• [PROBLEM DESCRIPTION]: Print the lines from the one containing "of the sky." through the end of the items, copying each exactly and leaving out everything else.

• [EXTRACTED ENTRIES]:
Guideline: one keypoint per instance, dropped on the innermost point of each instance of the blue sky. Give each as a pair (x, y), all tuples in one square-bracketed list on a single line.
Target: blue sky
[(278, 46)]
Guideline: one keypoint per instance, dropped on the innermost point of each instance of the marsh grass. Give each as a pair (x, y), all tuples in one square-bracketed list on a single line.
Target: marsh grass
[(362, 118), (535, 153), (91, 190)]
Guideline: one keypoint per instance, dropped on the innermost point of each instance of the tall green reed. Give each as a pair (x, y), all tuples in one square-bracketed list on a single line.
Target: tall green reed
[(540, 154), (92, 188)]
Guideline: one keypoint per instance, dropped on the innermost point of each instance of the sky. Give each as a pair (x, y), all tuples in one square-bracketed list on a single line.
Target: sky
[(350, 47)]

• [WRITTEN ANSWER]:
Guideline: one keypoint per instance, dropped on the innermost point of each instance of the sky. Give each as a pair (x, y), all tuples in one square-bracketed list on a single line.
Target: sky
[(350, 47)]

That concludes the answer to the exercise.